# Chicago



## Sunny (Aug 26, 2019)

Just back from a wonderful weekend visit to my granddaughter (the blond in the picture), who lives in Chicago. She and her husband treated us to some great
tourist attractions, including this boat trip on the Chicago River, where you glide along seeing some of the most interesting architecture in the world. The tour guide
had an amazing amount of information about that city!
My son, on the left, is dressed for the next stop (for the men), which was a baseball game in history Wrigley Field, Nats vs. Cubs. The Nats won, so my fanatic Nats fan son
was happy.


----------



## treeguy64 (Aug 26, 2019)

My home town!  Born and raised, South Side, South Shore, Hyde Park.  Very sadly, you cannot safely walk the streets of my old neighborhood anymore.  When I last visited, about ten years ago, the streets of South Shore were deserted, on a beautiful Saturday afternoon, around 1 PM.  Very weird.


----------



## hollydolly (Aug 26, 2019)

awwww I can't see your picture Sunny...


----------



## 911 (Aug 26, 2019)

I also like Chicago. My wife really enjoys shopping on the Mag Mile. I like the restaurants, especially the pizza shops.

Sorry, I can’t see the picture.


----------



## JustBonee (Aug 26, 2019)

Chicago is great  ......  the invisible picture not so much.


----------



## Sunny (Aug 26, 2019)

Strange, the picture shows up perfectly in my own original note in this thread. I'll try it once more, before giving up.  (In the first note, I used that Copy Image Location method that works for all our Picture games. But it doesn't seem to work on a picture taken by my phone.)

I'll continue trying to get the picture to show up. It's a lovely picture.


----------



## hollydolly (Aug 26, 2019)

I can see a picture now of the back of people's heads..is that the one, Sunny?


----------



## Sunny (Aug 26, 2019)

The important part of the picture isn't the back of their heads, it's the reflection in the glass building. But yes, I'm glad a picture finally appeared!


----------



## SeaBreeze (Aug 26, 2019)

Glad you had a nice visit Sunny!


----------



## hollydolly (Aug 27, 2019)
____
Pick up the forum thread about the Chicago visit at its last line and carry it on.

**Supplied material:**
____
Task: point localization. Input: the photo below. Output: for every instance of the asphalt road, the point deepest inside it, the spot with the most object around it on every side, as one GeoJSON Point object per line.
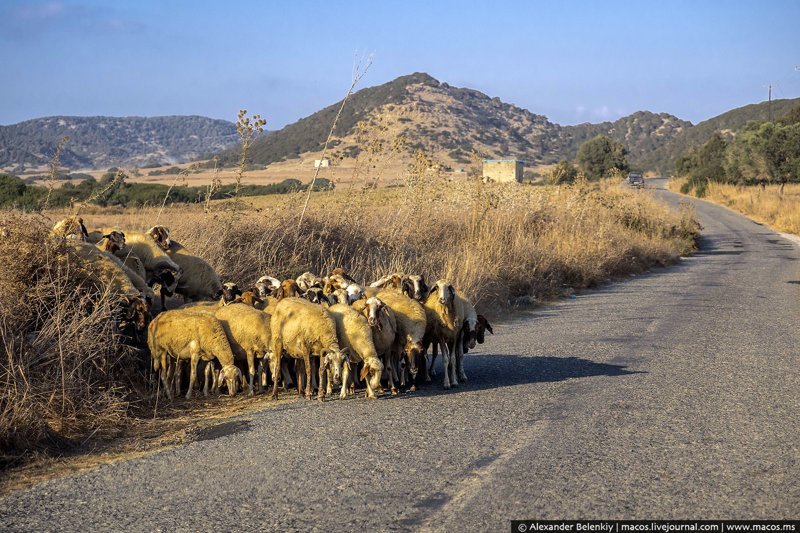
{"type": "Point", "coordinates": [671, 395]}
____
**In response:**
Sunny said:


> The important part of the picture isn't the back of their heads, it's the reflection in the glass building. But yes, I'm glad a picture finally appeared!


 Oh sorry, I didn't realise, because the picture is so small I can't tell what's in the reflection...


----------



## Ken N Tx (Aug 27, 2019)

treeguy64 said:


> My home town!  Born and raised, South Side, South Shore, Hyde Park.  Very sadly, you cannot safely walk the streets of my old neighborhood anymore.  When I last visited, about ten years ago, the streets of South Shore were deserted, on a beautiful Saturday afternoon, around 1 PM.  Very weird.


My home town also, North and West sides..


----------



## Don M. (Aug 27, 2019)

I made a few trips to Chicago when I was working.  That's a great city....if you stay away from the crime infested areas.  My fondest memories are the Chicago Deep Dish Pizza, and a couple of trips to the top of the Sears/Willis tower.


----------



## Ken N Tx (Aug 29, 2019)

Ken N Tx said:


> My home town also, North and West sides..


----------



## Lethe200 (Aug 30, 2019)

Love the photo, Sunny! 

Oh my, I left Chicago in 1969 and I can still agree with KenNTex's list. LOL! Born in Hyde Park but moved to the near North Side by high school age.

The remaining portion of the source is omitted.